**目的 A:**
博士課程留学の記事によると、筆者は何年何月何日に博士課程を始めたか。

-- -- --

40代からの博士課程留学

41歳でオーストラリア・メルボルンで博士課程留学(社会学)を始めた自分、現地小学校に通う子供のこと、家族での海外生活などを綴る。2023年3月帰国、11月に博士号取得。現在は東京にある外資系企業で勤務。

博士課程3年目の始まり

私は2020年2月1日に博士課程を開始したので、今日からちょうど3年目になる。私が所属する大学の社会学部は365日いつでも好きな時に博士課程が始められるので、学校が準備する区切りがなく、自分で1年目、2年目とカウントすることになる。

 

初年度と2年目の開始の時の記事を自分で読み返しながら、節目に振り返りをしておきたい。

 

fourty.hatenablog.com

 

fourty.hatenablog.com

 

今ちょうど、3月初に控える2年目の審査の準備をしている。25,000 words程度のレポートのドラフトを提出。その中には博士論文の2つのチャプターのドラフト(約23,000 words)が含まれている。ちなみに博士論文は80,000 words弱になるので、ざっくり3割強。粗々のドラフトとしては40,000 wordsくらい(4章分)書けているが、今回はそのうちResearch designの章と、Findingsの章のうちの一つを提出した。Research designの章は1年以上前にドラフトが完成していたので、それを現実に合わせてアップデートする形。Findingsの章も半年前に一度ドラフトを作成して指導教官からフィードバックをもらっていたが、こちらは大幅に書き直した。数日前に指導教官に提出して、今はフィードバック待ち。

 

ドラフトが手離れしている間にプレゼン資料を作っている。審査会には約20分間のプレゼンテーションが含まれる。提出したレポートとプレゼン(QA含む)から、学部がアサインした審査員(大抵社会学部に在籍している自分とは専門が異なる先生になる)、指導教官がアサインした審査員(自分の研究に近い分野の人。私の場合はイギリスの大学の先生)、学部のチェアの先生の3人から評価を受ける。当たり前かもしれないが、評価するのは自分の指導教官ではない。どちらかというと、指導教官も評価される側の人間。

-- -- --

**目的 B:**
このあとに並ぶ項目をすべて、一字も変えずにもう一度書くこと。

-- -- --

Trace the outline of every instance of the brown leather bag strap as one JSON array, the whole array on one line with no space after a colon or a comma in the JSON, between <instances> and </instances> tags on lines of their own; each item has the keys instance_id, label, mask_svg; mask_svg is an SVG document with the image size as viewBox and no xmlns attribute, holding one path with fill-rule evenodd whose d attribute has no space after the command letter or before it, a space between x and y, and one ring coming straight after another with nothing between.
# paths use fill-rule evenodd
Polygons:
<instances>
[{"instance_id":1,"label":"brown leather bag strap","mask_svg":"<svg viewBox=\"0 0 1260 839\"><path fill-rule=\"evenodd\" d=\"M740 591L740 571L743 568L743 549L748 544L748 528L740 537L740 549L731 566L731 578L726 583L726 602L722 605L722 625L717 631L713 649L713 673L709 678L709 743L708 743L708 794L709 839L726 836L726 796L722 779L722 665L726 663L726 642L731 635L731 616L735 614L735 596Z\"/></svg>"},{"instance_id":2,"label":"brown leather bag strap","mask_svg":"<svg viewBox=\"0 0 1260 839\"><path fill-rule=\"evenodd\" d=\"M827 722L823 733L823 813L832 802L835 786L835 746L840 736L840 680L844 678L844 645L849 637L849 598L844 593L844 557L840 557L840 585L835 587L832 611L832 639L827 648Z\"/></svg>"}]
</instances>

-- -- --

**最終結果 A:**
2020年2月1日。

**最終結果 B:**
Trace the outline of every instance of the brown leather bag strap as one JSON array, the whole array on one line with no space after a colon or a comma in the JSON, between <instances> and </instances> tags on lines of their own; each item has the keys instance_id, label, mask_svg; mask_svg is an SVG document with the image size as viewBox and no xmlns attribute, holding one path with fill-rule evenodd whose d attribute has no space after the command letter or before it, a space between x and y, and one ring coming straight after another with nothing between.
# paths use fill-rule evenodd
Polygons:
<instances>
[{"instance_id":1,"label":"brown leather bag strap","mask_svg":"<svg viewBox=\"0 0 1260 839\"><path fill-rule=\"evenodd\" d=\"M740 591L740 571L743 568L743 549L748 544L748 528L740 537L740 549L731 566L731 578L726 583L726 602L722 605L722 625L717 631L713 649L713 673L709 678L709 743L708 743L708 794L709 839L726 836L726 796L722 779L722 665L726 663L726 642L731 635L731 616L735 614L735 596Z\"/></svg>"},{"instance_id":2,"label":"brown leather bag strap","mask_svg":"<svg viewBox=\"0 0 1260 839\"><path fill-rule=\"evenodd\" d=\"M827 722L823 733L823 813L832 802L835 786L835 746L840 736L840 680L844 678L844 645L849 637L849 598L844 593L844 557L840 557L840 585L835 587L832 611L832 639L827 648Z\"/></svg>"}]
</instances>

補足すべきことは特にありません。